A block of data
####################
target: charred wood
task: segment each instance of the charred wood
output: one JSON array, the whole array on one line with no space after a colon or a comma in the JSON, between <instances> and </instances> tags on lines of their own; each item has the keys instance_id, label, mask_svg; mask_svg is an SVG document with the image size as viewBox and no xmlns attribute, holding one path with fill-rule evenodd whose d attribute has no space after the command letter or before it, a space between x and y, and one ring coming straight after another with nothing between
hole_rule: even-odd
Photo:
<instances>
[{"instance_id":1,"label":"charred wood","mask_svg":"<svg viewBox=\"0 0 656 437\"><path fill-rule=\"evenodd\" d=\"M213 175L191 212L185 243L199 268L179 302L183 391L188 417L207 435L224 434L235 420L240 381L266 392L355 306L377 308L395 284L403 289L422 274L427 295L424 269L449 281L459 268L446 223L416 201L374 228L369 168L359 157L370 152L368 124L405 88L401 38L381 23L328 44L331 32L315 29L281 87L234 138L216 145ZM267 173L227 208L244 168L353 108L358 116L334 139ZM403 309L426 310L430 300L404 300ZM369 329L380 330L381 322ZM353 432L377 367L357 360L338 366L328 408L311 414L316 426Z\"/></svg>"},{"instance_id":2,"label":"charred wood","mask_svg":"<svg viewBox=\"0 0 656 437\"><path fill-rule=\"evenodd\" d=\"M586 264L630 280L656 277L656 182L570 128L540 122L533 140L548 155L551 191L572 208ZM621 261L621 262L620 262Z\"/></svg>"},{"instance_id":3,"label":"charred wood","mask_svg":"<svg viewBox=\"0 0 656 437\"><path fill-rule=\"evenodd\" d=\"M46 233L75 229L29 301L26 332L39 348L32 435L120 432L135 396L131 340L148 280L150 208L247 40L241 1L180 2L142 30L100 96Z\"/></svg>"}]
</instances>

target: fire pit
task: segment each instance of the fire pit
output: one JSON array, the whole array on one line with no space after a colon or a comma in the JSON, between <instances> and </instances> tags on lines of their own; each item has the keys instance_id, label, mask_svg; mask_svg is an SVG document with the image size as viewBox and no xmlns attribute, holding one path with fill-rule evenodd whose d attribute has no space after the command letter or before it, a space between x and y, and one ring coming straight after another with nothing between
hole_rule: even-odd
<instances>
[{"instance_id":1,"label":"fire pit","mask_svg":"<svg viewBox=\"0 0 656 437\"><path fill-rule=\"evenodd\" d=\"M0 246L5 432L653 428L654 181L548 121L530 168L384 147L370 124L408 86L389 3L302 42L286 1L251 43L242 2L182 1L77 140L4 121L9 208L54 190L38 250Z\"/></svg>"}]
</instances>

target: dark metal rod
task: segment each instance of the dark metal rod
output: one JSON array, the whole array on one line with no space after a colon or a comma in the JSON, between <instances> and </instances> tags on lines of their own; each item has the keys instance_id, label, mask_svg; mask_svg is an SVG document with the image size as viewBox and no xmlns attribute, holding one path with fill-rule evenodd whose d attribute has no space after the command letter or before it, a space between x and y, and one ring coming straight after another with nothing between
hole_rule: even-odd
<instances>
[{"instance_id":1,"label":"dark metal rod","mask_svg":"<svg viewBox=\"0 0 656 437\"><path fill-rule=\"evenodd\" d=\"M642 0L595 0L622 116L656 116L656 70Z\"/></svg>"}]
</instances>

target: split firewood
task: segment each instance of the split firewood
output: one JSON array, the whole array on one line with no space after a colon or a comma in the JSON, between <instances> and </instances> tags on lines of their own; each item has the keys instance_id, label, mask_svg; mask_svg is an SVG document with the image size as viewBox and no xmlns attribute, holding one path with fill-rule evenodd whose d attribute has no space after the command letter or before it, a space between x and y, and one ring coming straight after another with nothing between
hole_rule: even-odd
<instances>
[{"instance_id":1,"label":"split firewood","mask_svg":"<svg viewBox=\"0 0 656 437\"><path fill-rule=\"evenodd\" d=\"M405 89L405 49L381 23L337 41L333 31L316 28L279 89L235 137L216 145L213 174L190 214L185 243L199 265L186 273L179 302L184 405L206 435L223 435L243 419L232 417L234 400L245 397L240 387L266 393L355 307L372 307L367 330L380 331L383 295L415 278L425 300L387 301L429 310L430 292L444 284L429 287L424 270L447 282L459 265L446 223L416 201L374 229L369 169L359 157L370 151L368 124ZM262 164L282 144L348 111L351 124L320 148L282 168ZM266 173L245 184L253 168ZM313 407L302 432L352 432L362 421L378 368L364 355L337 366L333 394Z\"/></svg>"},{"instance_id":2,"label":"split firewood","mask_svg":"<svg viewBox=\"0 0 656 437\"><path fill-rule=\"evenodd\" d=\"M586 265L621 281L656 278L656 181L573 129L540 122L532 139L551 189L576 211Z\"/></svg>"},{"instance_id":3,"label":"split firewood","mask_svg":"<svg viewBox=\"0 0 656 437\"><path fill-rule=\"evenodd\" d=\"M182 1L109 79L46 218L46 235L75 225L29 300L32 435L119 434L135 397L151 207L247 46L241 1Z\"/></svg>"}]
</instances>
####################
Task brief: Please copy the lines from the start of the material through the line that contains "task: segment each instance of the charred", keeping every character identical.

Answer for this exercise:
target: charred wood
task: segment each instance of the charred wood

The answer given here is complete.